** Problem details **
Convert the records, from the start through the line containing "top-left (138, 248), bottom-right (189, 288)", into a two-column CSV with the headers instruction and output. Give one row per record, with each field in quotes and line breaks replaced by spaces.

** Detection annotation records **
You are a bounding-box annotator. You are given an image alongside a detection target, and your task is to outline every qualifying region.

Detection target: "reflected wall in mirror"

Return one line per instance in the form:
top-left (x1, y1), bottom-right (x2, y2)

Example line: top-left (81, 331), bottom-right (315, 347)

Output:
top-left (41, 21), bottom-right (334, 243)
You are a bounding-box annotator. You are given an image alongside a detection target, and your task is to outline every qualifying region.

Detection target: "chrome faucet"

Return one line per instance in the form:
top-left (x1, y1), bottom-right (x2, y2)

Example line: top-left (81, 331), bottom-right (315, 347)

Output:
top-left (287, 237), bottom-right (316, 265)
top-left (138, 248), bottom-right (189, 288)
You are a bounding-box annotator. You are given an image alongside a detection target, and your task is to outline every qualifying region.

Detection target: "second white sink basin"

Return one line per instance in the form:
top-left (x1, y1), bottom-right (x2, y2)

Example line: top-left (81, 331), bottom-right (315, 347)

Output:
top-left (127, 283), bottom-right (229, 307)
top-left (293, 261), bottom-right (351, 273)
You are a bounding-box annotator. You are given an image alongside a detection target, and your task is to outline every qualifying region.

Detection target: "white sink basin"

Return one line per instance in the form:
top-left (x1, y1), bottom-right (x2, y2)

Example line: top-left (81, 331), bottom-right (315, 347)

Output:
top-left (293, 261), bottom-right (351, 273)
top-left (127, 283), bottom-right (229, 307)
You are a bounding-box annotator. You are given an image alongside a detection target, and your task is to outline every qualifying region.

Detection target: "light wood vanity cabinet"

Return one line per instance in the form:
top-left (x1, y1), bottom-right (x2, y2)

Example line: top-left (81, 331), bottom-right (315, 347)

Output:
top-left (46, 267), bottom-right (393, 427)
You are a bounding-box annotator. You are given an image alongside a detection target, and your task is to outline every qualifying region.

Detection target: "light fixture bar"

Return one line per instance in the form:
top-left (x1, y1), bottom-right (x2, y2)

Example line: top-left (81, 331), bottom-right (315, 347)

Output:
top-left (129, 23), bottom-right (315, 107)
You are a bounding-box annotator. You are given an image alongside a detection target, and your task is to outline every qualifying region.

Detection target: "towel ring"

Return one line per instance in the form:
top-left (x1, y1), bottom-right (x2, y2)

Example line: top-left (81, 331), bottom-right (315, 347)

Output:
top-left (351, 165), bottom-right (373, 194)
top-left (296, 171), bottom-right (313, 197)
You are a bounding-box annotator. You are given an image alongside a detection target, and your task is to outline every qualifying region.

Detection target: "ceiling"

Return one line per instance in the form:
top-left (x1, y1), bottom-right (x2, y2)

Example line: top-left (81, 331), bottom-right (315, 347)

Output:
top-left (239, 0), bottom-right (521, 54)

** Final answer **
instruction,output
"You are a bounding-box annotator. You are given an image alongside a detection target, and your task is to outline every qualifying region. Detection target: ""reflected wall in mirror"" Return one line per instance in the form: top-left (x1, y1), bottom-right (x2, y2) Example line: top-left (81, 331), bottom-right (315, 347) Output:","top-left (41, 21), bottom-right (334, 243)"
"You are a bounding-box annotator. You are given an image alongside a detection target, and your task is to outline every qualifying region. Detection target: ""chrome faucet"" Return one line per instance in the form: top-left (x1, y1), bottom-right (x2, y2) Example line: top-left (81, 331), bottom-right (315, 347) Output:","top-left (287, 237), bottom-right (316, 265) top-left (138, 248), bottom-right (189, 288)"